*** Opening Passage to read ***
It’s like an experienced driver from Seoul getting confused on the mountain roads of Gangneung – despite having excellent basic driving skills. It’s not about the skills themselves, but the specifics of the situation.
What does this mean for model evaluation?
Current evaluation practice – using one or two OOD datasets – is clearly insufficient. It’s like diagnosing a patient by only measuring their weight and ignoring blood pressure, blood tests, pulse, and everything else.
The study shows: to adequately assess a model's generalization ability, it is necessary to use multiple OOD tests covering different types of shifts. And even that doesn't guarantee the model will handle a completely new type of data you haven't tested.
The Technical Side: how it worked
For those who want to understand the details of the experiment:
Pattern-based training
Researchers used a special training format that looks like this:
{premise} Question: {hypothesis} Yes or No? The model learned to answer with the tokens «_Yes» or «_No». This approach is called pattern-based fine-tuning and avoids problems associated with adding a new classification head to the model. Instead, it uses the same language head (LM-head) that was already trained during pre-training.
Why is this important? Because adding new layers can lead to feature degradation: the model might «forget» what it learned earlier while adjusting to the new task. The pattern-based approach avoids this.
Computing Resources
The experiment required serious computing power:
- Different types of GPUs were used (A5000, A6000, A100)
*** Closing Passage to read ***
*** Opening Dataset entries ***
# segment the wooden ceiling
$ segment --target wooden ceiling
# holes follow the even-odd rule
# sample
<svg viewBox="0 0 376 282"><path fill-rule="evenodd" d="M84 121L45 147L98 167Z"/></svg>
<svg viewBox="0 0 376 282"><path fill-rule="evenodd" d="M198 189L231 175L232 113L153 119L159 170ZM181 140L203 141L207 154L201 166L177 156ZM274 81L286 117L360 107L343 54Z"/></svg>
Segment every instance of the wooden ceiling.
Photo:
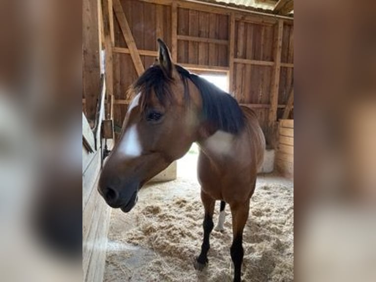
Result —
<svg viewBox="0 0 376 282"><path fill-rule="evenodd" d="M281 16L294 15L294 0L198 0L222 6Z"/></svg>

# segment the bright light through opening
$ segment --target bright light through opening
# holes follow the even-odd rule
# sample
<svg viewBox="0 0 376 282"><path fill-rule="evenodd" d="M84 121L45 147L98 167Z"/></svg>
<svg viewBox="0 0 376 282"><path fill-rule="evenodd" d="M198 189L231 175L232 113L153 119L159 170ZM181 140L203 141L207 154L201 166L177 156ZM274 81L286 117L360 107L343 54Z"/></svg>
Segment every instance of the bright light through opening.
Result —
<svg viewBox="0 0 376 282"><path fill-rule="evenodd" d="M200 76L211 82L223 91L228 92L228 80L227 76L223 75L202 75Z"/></svg>

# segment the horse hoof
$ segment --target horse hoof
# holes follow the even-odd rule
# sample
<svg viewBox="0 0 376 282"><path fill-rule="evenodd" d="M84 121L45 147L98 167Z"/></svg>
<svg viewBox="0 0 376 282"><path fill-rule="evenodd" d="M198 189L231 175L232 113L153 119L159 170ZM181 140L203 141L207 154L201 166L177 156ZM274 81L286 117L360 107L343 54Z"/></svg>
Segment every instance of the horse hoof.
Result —
<svg viewBox="0 0 376 282"><path fill-rule="evenodd" d="M194 260L194 269L196 270L198 270L199 271L202 271L204 268L208 266L208 261L207 260L206 262L205 262L204 263L202 263L201 262L199 262L197 259Z"/></svg>

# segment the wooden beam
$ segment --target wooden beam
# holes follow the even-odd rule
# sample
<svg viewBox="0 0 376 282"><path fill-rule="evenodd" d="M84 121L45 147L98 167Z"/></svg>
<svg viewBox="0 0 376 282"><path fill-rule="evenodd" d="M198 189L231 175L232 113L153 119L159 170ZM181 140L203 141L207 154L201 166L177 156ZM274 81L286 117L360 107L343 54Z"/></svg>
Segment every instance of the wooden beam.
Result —
<svg viewBox="0 0 376 282"><path fill-rule="evenodd" d="M137 50L137 47L134 42L134 39L133 38L132 30L131 30L131 28L129 27L125 14L123 10L120 0L112 0L113 1L113 10L115 11L115 14L120 26L120 28L124 37L124 40L127 43L128 48L129 48L131 56L132 58L133 63L134 64L134 68L136 69L137 74L140 76L145 71L145 69L142 64L142 61L141 60L140 55Z"/></svg>
<svg viewBox="0 0 376 282"><path fill-rule="evenodd" d="M281 119L279 120L279 126L281 127L294 128L294 119Z"/></svg>
<svg viewBox="0 0 376 282"><path fill-rule="evenodd" d="M94 134L83 113L82 113L82 143L89 152L92 153L95 150Z"/></svg>
<svg viewBox="0 0 376 282"><path fill-rule="evenodd" d="M153 3L160 5L166 5L171 6L172 3L176 3L178 8L184 8L186 9L191 9L192 10L196 10L197 11L202 11L207 13L215 13L215 14L221 14L223 15L229 15L232 12L236 12L237 14L243 16L251 16L254 19L260 18L264 19L266 20L270 19L272 20L276 18L284 19L287 20L293 21L293 19L291 17L284 17L281 15L276 15L275 14L267 14L256 11L256 8L252 10L253 8L250 8L249 9L242 9L236 7L224 6L220 3L213 2L203 2L194 0L187 1L187 0L139 0L142 2L147 2L148 3ZM270 11L271 12L271 11Z"/></svg>
<svg viewBox="0 0 376 282"><path fill-rule="evenodd" d="M260 66L273 66L274 65L274 62L273 61L249 60L247 59L240 59L238 58L235 58L234 59L234 62L242 64L257 65Z"/></svg>
<svg viewBox="0 0 376 282"><path fill-rule="evenodd" d="M198 37L196 36L190 36L188 35L177 35L178 40L187 40L188 41L195 41L196 42L204 42L205 43L214 43L215 44L220 44L228 45L228 41L215 38L208 38L206 37Z"/></svg>
<svg viewBox="0 0 376 282"><path fill-rule="evenodd" d="M277 106L279 90L279 78L281 71L281 53L282 51L283 21L278 20L277 37L274 44L274 66L270 93L270 108L268 117L268 127L271 129L277 119Z"/></svg>
<svg viewBox="0 0 376 282"><path fill-rule="evenodd" d="M100 90L99 36L97 0L82 1L82 93L85 113L89 122L95 119L98 93Z"/></svg>
<svg viewBox="0 0 376 282"><path fill-rule="evenodd" d="M105 36L105 49L106 50L106 82L107 94L113 95L113 69L112 66L112 44L111 43L111 27L109 11L109 1L111 0L102 0L102 13L103 17L103 30ZM112 8L111 8L112 10Z"/></svg>
<svg viewBox="0 0 376 282"><path fill-rule="evenodd" d="M190 70L214 70L218 72L228 72L228 67L222 67L219 66L210 66L207 65L196 65L193 64L178 64L183 67Z"/></svg>
<svg viewBox="0 0 376 282"><path fill-rule="evenodd" d="M235 52L235 15L234 13L231 13L229 17L230 34L228 38L230 39L230 46L229 47L229 82L228 89L230 93L233 94L235 90L234 85L234 57Z"/></svg>
<svg viewBox="0 0 376 282"><path fill-rule="evenodd" d="M278 21L278 19L274 18L254 17L253 15L242 15L237 13L235 15L235 20L263 26L272 26Z"/></svg>
<svg viewBox="0 0 376 282"><path fill-rule="evenodd" d="M178 62L178 8L176 3L172 3L171 9L171 56L172 61Z"/></svg>
<svg viewBox="0 0 376 282"><path fill-rule="evenodd" d="M131 103L132 100L126 99L117 99L114 100L114 104L115 105L129 105ZM244 106L252 109L269 109L270 105L269 104L244 104L241 103L239 105ZM286 108L285 105L278 105L278 109L283 109Z"/></svg>
<svg viewBox="0 0 376 282"><path fill-rule="evenodd" d="M281 66L286 68L293 68L294 64L289 64L288 63L281 63Z"/></svg>
<svg viewBox="0 0 376 282"><path fill-rule="evenodd" d="M109 20L109 32L111 35L111 43L115 46L115 29L113 27L113 9L112 0L108 0L108 19Z"/></svg>
<svg viewBox="0 0 376 282"><path fill-rule="evenodd" d="M269 104L240 103L239 105L248 107L248 108L252 108L252 109L269 109L270 107L270 105ZM278 105L277 107L278 109L283 109L286 108L286 106L285 105Z"/></svg>
<svg viewBox="0 0 376 282"><path fill-rule="evenodd" d="M115 53L122 53L124 54L130 54L131 51L128 48L123 47L113 47L112 51ZM150 56L152 57L157 57L158 56L158 51L152 50L137 50L138 54L142 56Z"/></svg>
<svg viewBox="0 0 376 282"><path fill-rule="evenodd" d="M273 12L284 16L293 10L294 10L294 0L279 0L274 6Z"/></svg>
<svg viewBox="0 0 376 282"><path fill-rule="evenodd" d="M291 111L291 109L293 107L293 104L294 103L294 86L291 87L291 91L289 94L289 98L287 98L287 104L286 104L286 107L285 108L285 110L283 111L283 114L282 114L282 118L287 118L290 114L290 112Z"/></svg>

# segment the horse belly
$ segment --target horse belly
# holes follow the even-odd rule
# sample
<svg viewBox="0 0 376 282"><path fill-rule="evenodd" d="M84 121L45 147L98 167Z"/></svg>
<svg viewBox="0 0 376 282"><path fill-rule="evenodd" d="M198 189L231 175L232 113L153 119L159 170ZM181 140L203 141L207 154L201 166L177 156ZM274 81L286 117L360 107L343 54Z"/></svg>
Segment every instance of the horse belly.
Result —
<svg viewBox="0 0 376 282"><path fill-rule="evenodd" d="M219 172L209 158L201 151L198 156L197 178L202 191L215 200L222 199Z"/></svg>

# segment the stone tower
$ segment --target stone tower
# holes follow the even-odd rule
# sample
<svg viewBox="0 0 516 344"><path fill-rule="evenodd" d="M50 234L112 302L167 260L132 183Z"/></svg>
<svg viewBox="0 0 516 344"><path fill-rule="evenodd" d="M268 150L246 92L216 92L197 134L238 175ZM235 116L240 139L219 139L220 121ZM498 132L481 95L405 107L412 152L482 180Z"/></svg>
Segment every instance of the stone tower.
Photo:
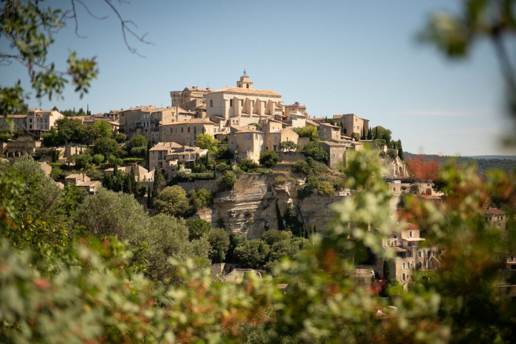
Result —
<svg viewBox="0 0 516 344"><path fill-rule="evenodd" d="M240 89L253 88L253 82L249 80L246 70L244 70L244 75L240 77L240 81L236 82L236 87Z"/></svg>

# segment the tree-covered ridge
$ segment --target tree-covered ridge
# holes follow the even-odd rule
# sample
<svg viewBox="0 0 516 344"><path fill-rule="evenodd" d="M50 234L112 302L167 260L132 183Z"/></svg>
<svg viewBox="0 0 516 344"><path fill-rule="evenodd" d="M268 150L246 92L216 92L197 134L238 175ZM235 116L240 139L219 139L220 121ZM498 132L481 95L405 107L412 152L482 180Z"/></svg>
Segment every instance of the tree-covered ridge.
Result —
<svg viewBox="0 0 516 344"><path fill-rule="evenodd" d="M438 156L429 154L413 154L405 152L405 157L407 158L418 158L422 161L433 162L438 161L440 166L444 166L450 160L456 160L458 164L461 165L466 165L471 163L476 164L479 173L485 174L489 170L498 168L507 172L511 173L516 169L516 160L512 159L478 159L469 158L467 157L450 157L447 156Z"/></svg>

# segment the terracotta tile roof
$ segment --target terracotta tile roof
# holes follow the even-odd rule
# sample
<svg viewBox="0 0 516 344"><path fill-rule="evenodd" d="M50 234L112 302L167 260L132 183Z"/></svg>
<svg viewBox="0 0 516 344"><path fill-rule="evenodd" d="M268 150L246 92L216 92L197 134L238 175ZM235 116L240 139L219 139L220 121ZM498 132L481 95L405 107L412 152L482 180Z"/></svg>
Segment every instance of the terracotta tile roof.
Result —
<svg viewBox="0 0 516 344"><path fill-rule="evenodd" d="M427 200L442 199L442 198L441 198L438 196L434 196L431 195L418 195L417 197Z"/></svg>
<svg viewBox="0 0 516 344"><path fill-rule="evenodd" d="M505 212L503 212L496 208L492 208L489 207L485 207L483 209L485 215L505 215Z"/></svg>
<svg viewBox="0 0 516 344"><path fill-rule="evenodd" d="M244 132L253 132L256 133L256 134L264 134L265 133L263 131L260 131L260 130L256 130L256 129L253 129L252 128L250 128L249 127L234 127L237 131L236 132L237 134L239 134L240 133Z"/></svg>
<svg viewBox="0 0 516 344"><path fill-rule="evenodd" d="M158 142L149 150L164 150L169 148L180 148L182 145L175 142Z"/></svg>
<svg viewBox="0 0 516 344"><path fill-rule="evenodd" d="M256 90L255 89L244 89L240 87L226 87L220 89L220 90L217 90L217 91L214 91L212 93L216 93L218 92L231 92L233 93L240 93L241 94L257 94L259 95L263 96L273 96L277 97L281 97L281 95L279 93L277 93L273 91L270 91L270 90Z"/></svg>
<svg viewBox="0 0 516 344"><path fill-rule="evenodd" d="M98 180L92 180L89 182L83 182L77 184L77 186L100 186L102 183Z"/></svg>

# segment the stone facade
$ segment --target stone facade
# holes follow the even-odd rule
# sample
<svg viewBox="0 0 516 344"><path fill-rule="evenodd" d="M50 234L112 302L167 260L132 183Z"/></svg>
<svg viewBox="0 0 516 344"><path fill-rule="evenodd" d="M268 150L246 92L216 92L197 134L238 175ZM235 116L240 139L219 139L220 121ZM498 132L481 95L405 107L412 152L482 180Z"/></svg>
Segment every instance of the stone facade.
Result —
<svg viewBox="0 0 516 344"><path fill-rule="evenodd" d="M367 135L369 131L369 119L361 118L353 113L334 115L333 118L342 121L344 134L346 136L351 136L352 133L361 136L364 128Z"/></svg>
<svg viewBox="0 0 516 344"><path fill-rule="evenodd" d="M239 121L233 123L237 125L246 125L268 115L283 112L281 95L272 91L253 88L253 82L246 75L240 77L236 87L225 87L211 92L206 95L206 112L208 118L215 116L226 122L241 116L253 116L255 118L247 119L245 123Z"/></svg>
<svg viewBox="0 0 516 344"><path fill-rule="evenodd" d="M211 136L218 132L218 125L207 118L193 118L164 124L160 128L160 141L175 142L183 146L195 146L197 135L207 134Z"/></svg>

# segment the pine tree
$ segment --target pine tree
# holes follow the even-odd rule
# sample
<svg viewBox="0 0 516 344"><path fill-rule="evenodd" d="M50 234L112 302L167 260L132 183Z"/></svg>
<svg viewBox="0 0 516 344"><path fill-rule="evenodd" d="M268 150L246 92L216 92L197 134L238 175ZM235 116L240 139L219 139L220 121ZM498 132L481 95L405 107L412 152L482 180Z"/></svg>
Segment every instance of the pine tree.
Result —
<svg viewBox="0 0 516 344"><path fill-rule="evenodd" d="M151 196L151 187L147 186L147 208L150 209L152 208L152 197Z"/></svg>

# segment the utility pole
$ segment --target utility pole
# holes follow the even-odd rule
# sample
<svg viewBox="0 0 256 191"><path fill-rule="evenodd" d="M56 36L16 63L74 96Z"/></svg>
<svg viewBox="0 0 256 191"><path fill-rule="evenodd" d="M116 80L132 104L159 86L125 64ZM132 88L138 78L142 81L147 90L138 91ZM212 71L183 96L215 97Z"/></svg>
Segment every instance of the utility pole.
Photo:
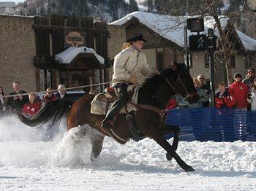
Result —
<svg viewBox="0 0 256 191"><path fill-rule="evenodd" d="M215 96L215 72L214 72L214 40L215 40L214 30L212 28L208 29L208 52L210 57L210 69L211 69L211 105L215 106L214 96Z"/></svg>
<svg viewBox="0 0 256 191"><path fill-rule="evenodd" d="M184 26L184 47L185 47L185 57L186 57L186 66L189 72L189 48L187 46L187 27Z"/></svg>

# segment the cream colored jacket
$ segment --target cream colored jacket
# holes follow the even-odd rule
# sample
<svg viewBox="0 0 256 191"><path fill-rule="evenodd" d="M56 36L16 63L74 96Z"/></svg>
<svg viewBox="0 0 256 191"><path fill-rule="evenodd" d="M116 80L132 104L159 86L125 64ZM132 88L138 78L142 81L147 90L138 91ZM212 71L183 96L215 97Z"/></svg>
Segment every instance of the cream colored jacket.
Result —
<svg viewBox="0 0 256 191"><path fill-rule="evenodd" d="M149 69L144 53L129 46L115 56L113 71L113 84L130 83L129 79L134 76L141 85L146 77L153 74L154 71Z"/></svg>

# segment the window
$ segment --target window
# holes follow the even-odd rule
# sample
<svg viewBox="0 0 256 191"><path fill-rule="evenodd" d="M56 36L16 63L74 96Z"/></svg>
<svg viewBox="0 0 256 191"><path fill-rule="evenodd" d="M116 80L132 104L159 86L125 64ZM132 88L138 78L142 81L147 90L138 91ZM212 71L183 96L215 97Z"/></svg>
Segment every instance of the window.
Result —
<svg viewBox="0 0 256 191"><path fill-rule="evenodd" d="M162 71L164 69L164 54L162 52L157 52L157 69Z"/></svg>
<svg viewBox="0 0 256 191"><path fill-rule="evenodd" d="M204 60L205 60L205 68L208 69L210 67L210 57L209 52L206 52L204 54Z"/></svg>
<svg viewBox="0 0 256 191"><path fill-rule="evenodd" d="M236 69L236 56L235 55L230 55L230 64L232 69Z"/></svg>

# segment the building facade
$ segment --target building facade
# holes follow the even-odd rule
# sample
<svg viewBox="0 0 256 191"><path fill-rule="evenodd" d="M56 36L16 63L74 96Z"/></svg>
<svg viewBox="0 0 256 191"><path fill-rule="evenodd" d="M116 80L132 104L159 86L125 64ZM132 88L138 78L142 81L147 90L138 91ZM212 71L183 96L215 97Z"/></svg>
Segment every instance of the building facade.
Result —
<svg viewBox="0 0 256 191"><path fill-rule="evenodd" d="M185 62L184 22L182 19L184 18L135 12L110 23L108 28L112 36L108 39L108 55L110 59L121 50L126 39L134 34L140 33L148 42L144 44L143 51L151 69L161 71L172 61ZM205 28L207 28L206 26ZM241 46L244 50L239 52L233 51L234 53L230 57L232 74L240 72L244 77L249 67L256 67L256 40L238 32L239 36L236 40L239 44L243 43ZM188 31L188 35L190 34L192 34ZM244 39L239 39L240 37ZM203 74L208 83L211 77L208 55L208 51L189 52L191 75L196 77L198 74ZM226 81L227 74L225 65L217 60L215 60L214 67L215 87L217 87L219 82Z"/></svg>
*** Closing Dataset entries ***
* Assignment 1
In the passage on model generalization, which tokens did the model learn to answer with during pattern-based training?
* Assignment 2
Pick up the passage on model generalization after its last line and keep writing it.

* Answer box 1
«_Yes» or «_No».

* Answer box 2
- Total cost – about 5500 GPU-hours
- Models were trained with varying numbers of examples (32, 64, 128) to check the impact of training set size
This serves as a reminder that AI research requires not just good ideas, but significant resources 💻
Data Processing
An interesting detail: researchers removed examples with a neutral label (when the hypothesis neither follows from nor contradicts the premise) from all datasets. Why?
Because different datasets interpret neutrality differently. What is considered neutral in SNLI might be interpreted differently in HANS. Removing these examples made the comparison fairer and eliminated an additional source of noise in the data.
What’s next: where generalization research is heading
This study opens up more questions than it answers. And that’s good – that’s exactly how science progresses.
Unsolved Questions
Why are the correlations so different? What exactly in the architecture of OPT or OLMo2 causes the same datasets to behave differently? This could be related to the pre-training process, data distribution, architectural features, or something else entirely.
Do universal principles of generalization exist? Or is every combination of model and task unique? If it’s the latter – that’s a serious problem for deploying AI systems.
How to predict which OOD data a model will handle? Can we analyze a model and say in advance where it will generalize well and where it will fail?
Practical Takeaways
For developers and researchers, this study means:
Test on multiple datasets. One OOD test is an illusion of safety. You need a full checkup, not just a temperature reading.
Be skeptical of generalization claims. If a paper or technical documentation claims a model «generalizes well», ask: on exactly which datasets? How many? What types of shifts do they cover?
Prepare for the unexpected. Even if your model works great on all test datasets, the real world can still offer surprises. Production quality monitoring is mandatory.
Use ensemble approaches. If one model is good on one type of data and another on a different type, maybe it's worth combining them or using different models for different tasks.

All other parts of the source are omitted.